Reduce the material below to its lines containing "Write".

● **Records shown**:
»»

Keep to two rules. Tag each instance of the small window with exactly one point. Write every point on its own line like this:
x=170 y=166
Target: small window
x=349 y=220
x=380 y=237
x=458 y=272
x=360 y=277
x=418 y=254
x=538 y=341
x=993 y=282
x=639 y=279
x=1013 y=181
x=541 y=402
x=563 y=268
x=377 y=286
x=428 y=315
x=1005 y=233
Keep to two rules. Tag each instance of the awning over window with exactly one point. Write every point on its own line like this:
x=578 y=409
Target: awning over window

««
»»

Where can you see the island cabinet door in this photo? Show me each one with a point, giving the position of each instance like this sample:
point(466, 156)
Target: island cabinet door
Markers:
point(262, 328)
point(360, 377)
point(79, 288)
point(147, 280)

««

● **Result**:
Keep to two rules. Tag each instance of the small window with exactly one point. Write every point on its own line like this:
Keep to two rules. Tag each instance of the awning over window with exactly one point. Write every point on its own line like this:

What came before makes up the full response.